===== Data =====

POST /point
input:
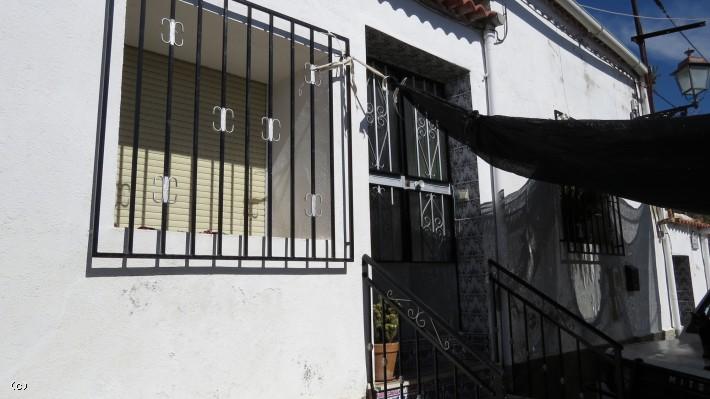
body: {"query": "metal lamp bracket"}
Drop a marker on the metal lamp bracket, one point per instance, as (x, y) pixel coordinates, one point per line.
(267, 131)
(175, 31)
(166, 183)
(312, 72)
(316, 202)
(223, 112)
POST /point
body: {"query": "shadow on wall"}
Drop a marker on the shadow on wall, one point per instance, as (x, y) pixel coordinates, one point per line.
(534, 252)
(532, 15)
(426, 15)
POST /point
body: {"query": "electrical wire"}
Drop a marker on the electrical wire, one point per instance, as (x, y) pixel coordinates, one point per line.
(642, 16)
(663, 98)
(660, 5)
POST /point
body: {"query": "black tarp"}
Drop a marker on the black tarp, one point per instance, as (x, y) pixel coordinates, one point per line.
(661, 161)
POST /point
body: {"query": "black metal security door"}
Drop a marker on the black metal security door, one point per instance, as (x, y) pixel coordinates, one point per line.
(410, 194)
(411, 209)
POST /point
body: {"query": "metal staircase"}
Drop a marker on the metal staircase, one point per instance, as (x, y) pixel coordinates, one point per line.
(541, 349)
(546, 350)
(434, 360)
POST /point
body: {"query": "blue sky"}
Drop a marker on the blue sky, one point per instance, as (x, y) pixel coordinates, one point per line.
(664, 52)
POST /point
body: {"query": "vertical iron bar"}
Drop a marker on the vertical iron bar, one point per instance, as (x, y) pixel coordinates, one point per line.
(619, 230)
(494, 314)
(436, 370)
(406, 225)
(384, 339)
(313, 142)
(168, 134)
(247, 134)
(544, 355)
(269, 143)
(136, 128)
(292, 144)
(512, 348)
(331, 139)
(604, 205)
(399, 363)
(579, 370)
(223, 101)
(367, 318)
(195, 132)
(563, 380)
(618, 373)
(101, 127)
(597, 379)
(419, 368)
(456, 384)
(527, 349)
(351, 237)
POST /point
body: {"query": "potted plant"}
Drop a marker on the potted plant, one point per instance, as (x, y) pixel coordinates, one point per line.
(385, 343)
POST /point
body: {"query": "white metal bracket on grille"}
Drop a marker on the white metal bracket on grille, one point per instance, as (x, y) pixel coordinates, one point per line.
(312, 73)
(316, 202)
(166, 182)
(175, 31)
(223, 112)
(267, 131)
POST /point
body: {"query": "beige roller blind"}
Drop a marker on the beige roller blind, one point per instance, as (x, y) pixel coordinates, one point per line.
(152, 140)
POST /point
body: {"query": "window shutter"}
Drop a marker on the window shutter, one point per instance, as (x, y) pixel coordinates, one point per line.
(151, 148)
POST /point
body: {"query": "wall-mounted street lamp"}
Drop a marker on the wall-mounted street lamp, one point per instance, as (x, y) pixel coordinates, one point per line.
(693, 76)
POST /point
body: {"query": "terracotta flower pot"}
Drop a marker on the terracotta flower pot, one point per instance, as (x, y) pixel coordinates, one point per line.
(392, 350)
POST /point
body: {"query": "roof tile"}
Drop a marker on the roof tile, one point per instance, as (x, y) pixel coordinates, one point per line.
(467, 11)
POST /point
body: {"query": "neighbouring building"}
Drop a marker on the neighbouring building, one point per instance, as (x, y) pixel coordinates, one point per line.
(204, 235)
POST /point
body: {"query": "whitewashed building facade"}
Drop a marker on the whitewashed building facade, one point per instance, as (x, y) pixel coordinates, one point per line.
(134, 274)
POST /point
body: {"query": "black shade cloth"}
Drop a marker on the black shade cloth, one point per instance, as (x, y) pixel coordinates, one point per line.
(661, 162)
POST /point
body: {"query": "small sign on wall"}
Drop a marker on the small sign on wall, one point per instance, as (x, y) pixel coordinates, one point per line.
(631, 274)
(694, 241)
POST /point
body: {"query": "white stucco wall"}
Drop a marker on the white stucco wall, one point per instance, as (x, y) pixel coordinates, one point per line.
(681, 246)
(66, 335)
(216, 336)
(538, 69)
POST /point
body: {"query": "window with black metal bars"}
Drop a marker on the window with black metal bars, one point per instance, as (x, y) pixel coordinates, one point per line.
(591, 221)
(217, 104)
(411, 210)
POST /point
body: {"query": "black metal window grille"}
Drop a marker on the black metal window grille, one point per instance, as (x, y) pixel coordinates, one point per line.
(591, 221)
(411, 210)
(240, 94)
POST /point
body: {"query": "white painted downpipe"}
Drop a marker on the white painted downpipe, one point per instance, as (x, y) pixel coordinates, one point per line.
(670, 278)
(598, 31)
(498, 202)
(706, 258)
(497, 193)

=====

### Required work
Output each record verbatim, but skip anything that is a picture.

### Response to the exercise
POST /point
input:
body: {"query": "metal lamp bracket"}
Drop a marker on the metal lamp bracket, one point per instance, as (x, y) pixel coordinates, one point per line.
(267, 131)
(175, 31)
(166, 183)
(312, 72)
(316, 202)
(223, 112)
POST /point
body: {"query": "shadow on wall"}
Drop a marker on the shadow on wall, one point per instance, as (x, y) pixel coordinates, one point per line.
(534, 252)
(532, 15)
(426, 15)
POST /point
body: {"query": "electrical wire"}
Drop a marker on the electrical wire, one point per instance, as (x, y) pixel coordinates, one point per line.
(642, 16)
(663, 98)
(660, 5)
POST /point
body: {"query": "black tarp"}
Drop a marker on the black tarp, one point per instance, as (x, y) pixel coordinates, one point per line.
(661, 161)
POST /point
body: {"query": "black metal security door"}
Drop a marker on the black metal security door, one point per instance, as (x, y) pixel coordinates, one point per line.
(410, 194)
(411, 209)
POST /point
body: {"query": "metal staircase"}
Drop a marker on the metal staircase, one point per instance, as (x, y) pixel coordinates, one point per line.
(541, 349)
(546, 350)
(434, 360)
POST /point
body: {"query": "blue sky"}
Drop a marker on the blue sky, one point per instance, as (x, y) pixel coordinates, one point per line.
(664, 52)
POST /point
body: {"query": "vertical iron bar"}
Drop a marker on the vertical iron bar, one point per instance, as (x, y) pixel coordinates, one point per line.
(619, 230)
(494, 314)
(436, 370)
(406, 225)
(384, 339)
(313, 142)
(168, 134)
(247, 134)
(544, 355)
(269, 143)
(136, 128)
(292, 144)
(512, 348)
(331, 139)
(604, 205)
(399, 363)
(579, 370)
(223, 101)
(367, 318)
(195, 132)
(563, 380)
(618, 373)
(101, 127)
(597, 379)
(419, 368)
(456, 384)
(527, 349)
(351, 237)
POST /point
body: {"query": "potted plant"}
Drop a marker on the potted plant, one point per instance, as (x, y) pixel coordinates, one point per line.
(385, 343)
POST /point
body: {"query": "white metal bracket on grille"}
Drop a marker on the white metal bracket on grille, one point per instance, as (x, y) pixel coordinates, one point per line.
(312, 73)
(316, 202)
(166, 182)
(175, 31)
(223, 112)
(267, 131)
POST /point
body: {"query": "beige roller blind"}
Drop a marker on the beige roller blind, one point per instance, as (x, y) pixel coordinates, one point per line.
(152, 140)
POST /point
body: {"query": "window shutter"}
Drop a marker on the window shutter, one point per instance, as (x, y) pixel coordinates, one point per line.
(151, 148)
POST /point
body: {"query": "wall-mounted street lamp"}
Drop a marker on the wall-mounted street lamp, one point per instance, as (x, y) pixel coordinates, one point per line.
(693, 76)
POST /point
body: {"query": "terracotta flower pot"}
Drop a marker on the terracotta flower pot, one point per instance, as (x, y) pixel coordinates, one point per line.
(392, 350)
POST /point
body: {"query": "roof tile"}
Drop a marker on the roof tile, one point per instance, as (x, y) pixel coordinates, one point per line.
(467, 11)
POST /point
body: {"query": "neighbouring building"}
Drop a marker on the neighbouring building, one point per instance, as (x, y) pixel coordinates, one point per line.
(204, 235)
POST /point
body: {"query": "whitewashed building facade"}
Drop a marker on the whitewashed building facade, one point per instance, as (x, y) pixel coordinates, one point per line.
(134, 274)
POST /point
body: {"query": "black shade cloth"}
Drop a marker on the black shade cloth, one point per instance, as (x, y) pixel coordinates, one point per line.
(661, 162)
POST /point
body: {"query": "small sign on wall"}
Drop a marker on the small sign on wall, one point per instance, as (x, y) pixel coordinates, one point per line.
(631, 274)
(694, 241)
POST /point
body: {"query": "white stucco wall"}
Drop a marker on the white stucco wall, one point per instance, as (x, y) pixel coordinates, one point per line.
(681, 246)
(66, 335)
(216, 336)
(538, 69)
POST /point
body: {"query": "window with black metal bars"}
Drop a marker on the window with black metal bars, one point per instance, as (x, y) pixel coordinates, one point per line.
(591, 221)
(217, 104)
(411, 210)
POST /point
body: {"query": "black metal window grille"}
Drop a marker on the black metal window grille, one point per instance, as (x, y) pixel coordinates, one point per line.
(591, 221)
(411, 210)
(240, 94)
POST /point
body: {"query": "white painted downpipe"}
Drop a marker on the white painted downpipe, one point per instance, as (x, y) pixel coordinates, one point per line.
(670, 278)
(598, 31)
(498, 202)
(706, 258)
(497, 193)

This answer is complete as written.